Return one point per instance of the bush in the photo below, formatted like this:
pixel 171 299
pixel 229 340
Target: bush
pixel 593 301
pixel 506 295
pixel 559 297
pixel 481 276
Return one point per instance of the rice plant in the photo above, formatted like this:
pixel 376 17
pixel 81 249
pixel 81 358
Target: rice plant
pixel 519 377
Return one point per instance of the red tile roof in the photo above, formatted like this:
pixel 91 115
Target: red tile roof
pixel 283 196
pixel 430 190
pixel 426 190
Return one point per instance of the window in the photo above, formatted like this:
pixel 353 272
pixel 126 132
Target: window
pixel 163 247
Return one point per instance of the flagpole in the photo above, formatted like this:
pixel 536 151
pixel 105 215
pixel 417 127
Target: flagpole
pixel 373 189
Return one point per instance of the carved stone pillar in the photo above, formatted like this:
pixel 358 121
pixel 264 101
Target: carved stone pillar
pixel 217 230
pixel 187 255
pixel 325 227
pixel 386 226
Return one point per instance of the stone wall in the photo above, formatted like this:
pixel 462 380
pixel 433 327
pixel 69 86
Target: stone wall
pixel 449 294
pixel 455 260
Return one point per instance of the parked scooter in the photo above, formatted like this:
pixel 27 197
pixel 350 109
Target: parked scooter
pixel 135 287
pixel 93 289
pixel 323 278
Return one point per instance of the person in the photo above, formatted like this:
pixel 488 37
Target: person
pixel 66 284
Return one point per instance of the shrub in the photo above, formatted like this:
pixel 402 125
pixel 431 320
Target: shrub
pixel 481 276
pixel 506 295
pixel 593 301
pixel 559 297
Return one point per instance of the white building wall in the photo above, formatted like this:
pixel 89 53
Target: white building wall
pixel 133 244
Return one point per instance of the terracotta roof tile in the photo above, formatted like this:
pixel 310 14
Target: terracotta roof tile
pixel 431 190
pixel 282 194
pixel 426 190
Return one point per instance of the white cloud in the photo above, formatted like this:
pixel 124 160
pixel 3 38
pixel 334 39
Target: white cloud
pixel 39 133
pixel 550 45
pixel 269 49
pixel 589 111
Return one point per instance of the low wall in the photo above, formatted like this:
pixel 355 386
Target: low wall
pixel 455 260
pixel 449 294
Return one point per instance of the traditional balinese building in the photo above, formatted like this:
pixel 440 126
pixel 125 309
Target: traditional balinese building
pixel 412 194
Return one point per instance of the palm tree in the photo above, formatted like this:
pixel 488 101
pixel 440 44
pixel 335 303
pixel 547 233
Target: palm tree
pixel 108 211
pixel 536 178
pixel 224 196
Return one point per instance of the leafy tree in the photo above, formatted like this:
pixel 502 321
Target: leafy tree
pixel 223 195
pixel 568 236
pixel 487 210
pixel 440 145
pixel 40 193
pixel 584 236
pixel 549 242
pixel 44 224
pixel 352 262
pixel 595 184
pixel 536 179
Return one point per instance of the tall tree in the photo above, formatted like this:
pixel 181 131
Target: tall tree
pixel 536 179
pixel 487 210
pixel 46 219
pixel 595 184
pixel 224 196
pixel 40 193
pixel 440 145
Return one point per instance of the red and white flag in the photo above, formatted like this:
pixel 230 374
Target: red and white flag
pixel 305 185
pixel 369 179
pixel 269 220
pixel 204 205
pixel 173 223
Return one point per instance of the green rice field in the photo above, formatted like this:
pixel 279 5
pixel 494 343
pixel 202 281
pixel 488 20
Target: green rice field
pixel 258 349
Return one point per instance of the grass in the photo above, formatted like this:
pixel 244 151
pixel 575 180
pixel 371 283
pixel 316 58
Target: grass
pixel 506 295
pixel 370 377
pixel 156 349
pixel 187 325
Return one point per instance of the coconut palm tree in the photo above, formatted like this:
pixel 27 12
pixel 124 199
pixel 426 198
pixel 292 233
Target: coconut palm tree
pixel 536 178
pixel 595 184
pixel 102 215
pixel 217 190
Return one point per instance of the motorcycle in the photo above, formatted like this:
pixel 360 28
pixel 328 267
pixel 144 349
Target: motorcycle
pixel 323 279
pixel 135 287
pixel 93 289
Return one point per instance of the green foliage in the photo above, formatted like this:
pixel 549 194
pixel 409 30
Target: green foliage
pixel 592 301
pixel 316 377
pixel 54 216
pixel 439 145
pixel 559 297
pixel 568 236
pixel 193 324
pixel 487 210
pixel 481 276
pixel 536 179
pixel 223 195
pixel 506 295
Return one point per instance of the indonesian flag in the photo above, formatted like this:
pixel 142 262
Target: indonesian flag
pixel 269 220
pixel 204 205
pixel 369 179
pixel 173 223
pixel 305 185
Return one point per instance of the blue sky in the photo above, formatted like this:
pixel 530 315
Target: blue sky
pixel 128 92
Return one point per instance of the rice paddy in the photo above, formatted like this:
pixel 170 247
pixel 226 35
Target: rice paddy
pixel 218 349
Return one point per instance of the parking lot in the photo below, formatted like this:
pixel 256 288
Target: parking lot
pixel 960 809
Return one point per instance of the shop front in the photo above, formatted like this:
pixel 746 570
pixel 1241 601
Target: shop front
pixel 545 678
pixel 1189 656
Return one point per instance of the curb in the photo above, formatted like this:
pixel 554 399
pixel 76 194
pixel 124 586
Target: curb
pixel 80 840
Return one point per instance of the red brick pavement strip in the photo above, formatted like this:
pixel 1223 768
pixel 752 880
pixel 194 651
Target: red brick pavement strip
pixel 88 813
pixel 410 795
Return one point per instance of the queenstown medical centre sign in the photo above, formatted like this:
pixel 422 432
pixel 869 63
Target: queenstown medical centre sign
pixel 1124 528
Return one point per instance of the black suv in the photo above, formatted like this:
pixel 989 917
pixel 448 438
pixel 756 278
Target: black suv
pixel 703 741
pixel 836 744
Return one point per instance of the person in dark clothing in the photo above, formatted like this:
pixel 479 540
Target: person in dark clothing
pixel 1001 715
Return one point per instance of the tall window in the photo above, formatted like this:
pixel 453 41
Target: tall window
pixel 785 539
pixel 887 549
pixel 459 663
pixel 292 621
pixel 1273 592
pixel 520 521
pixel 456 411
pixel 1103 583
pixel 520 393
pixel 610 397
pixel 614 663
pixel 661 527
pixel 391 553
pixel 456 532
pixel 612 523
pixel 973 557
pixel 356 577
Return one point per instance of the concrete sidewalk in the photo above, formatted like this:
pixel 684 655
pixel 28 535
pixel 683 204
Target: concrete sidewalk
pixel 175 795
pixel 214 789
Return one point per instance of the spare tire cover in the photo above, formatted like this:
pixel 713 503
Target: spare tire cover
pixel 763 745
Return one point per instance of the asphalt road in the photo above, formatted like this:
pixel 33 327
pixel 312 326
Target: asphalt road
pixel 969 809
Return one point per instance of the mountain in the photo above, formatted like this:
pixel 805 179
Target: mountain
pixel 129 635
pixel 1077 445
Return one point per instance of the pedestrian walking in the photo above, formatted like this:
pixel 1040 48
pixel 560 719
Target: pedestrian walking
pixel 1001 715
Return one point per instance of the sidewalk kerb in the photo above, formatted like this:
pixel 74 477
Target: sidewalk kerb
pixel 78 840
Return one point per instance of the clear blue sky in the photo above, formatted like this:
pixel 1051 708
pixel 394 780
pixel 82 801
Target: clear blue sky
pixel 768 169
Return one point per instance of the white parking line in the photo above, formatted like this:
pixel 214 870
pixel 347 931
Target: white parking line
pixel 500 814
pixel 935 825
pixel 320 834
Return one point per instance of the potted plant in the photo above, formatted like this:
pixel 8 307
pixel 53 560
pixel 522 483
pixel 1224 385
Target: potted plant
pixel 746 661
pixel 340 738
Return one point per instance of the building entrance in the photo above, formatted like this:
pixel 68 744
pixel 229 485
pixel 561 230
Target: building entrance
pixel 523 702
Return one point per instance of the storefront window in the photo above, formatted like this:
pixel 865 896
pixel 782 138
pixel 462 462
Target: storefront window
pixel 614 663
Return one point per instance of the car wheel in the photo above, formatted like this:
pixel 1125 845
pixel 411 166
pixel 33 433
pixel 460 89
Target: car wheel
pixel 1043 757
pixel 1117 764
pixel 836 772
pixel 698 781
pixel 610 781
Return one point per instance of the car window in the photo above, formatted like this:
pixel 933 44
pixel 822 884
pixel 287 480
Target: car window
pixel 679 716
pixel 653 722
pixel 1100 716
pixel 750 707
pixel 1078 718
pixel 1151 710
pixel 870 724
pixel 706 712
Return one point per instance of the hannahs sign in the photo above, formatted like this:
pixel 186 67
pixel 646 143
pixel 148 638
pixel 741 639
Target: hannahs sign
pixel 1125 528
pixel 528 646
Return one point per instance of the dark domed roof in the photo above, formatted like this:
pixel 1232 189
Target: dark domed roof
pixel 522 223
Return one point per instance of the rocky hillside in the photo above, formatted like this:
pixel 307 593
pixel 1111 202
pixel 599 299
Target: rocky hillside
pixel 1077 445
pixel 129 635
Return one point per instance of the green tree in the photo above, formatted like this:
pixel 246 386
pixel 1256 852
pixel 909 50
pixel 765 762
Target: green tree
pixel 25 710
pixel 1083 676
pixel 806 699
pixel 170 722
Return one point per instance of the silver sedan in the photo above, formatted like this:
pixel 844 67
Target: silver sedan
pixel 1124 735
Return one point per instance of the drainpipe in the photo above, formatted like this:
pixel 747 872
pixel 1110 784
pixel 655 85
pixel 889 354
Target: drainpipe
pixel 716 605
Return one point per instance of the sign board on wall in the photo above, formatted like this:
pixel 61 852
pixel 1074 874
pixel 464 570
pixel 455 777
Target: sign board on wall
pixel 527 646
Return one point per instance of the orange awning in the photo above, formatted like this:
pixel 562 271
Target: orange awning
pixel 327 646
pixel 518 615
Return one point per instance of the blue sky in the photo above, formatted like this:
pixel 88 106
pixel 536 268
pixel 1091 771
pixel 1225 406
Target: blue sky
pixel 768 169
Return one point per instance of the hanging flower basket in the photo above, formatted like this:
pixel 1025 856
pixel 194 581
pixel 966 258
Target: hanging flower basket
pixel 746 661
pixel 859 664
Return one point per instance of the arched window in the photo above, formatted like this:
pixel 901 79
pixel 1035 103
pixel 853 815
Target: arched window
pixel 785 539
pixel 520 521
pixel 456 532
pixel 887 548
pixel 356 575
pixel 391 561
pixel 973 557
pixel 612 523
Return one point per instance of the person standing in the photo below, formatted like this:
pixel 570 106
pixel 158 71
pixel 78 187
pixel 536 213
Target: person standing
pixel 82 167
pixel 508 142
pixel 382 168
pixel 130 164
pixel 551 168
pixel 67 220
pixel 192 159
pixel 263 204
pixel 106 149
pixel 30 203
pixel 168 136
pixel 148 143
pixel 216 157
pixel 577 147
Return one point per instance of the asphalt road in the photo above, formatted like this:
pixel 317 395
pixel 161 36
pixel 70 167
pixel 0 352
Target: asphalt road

▶ **YOUR ASSIGNMENT**
Go through the entries and copy every line with "below".

▶ **YOUR RESPONSE**
Return one point per instance of the bush in the photo below, formatted like this:
Return one point per instance of the parking lot in the photo below, formatted like this:
Return one point per instance of the person standing in the photo below, formatted like this:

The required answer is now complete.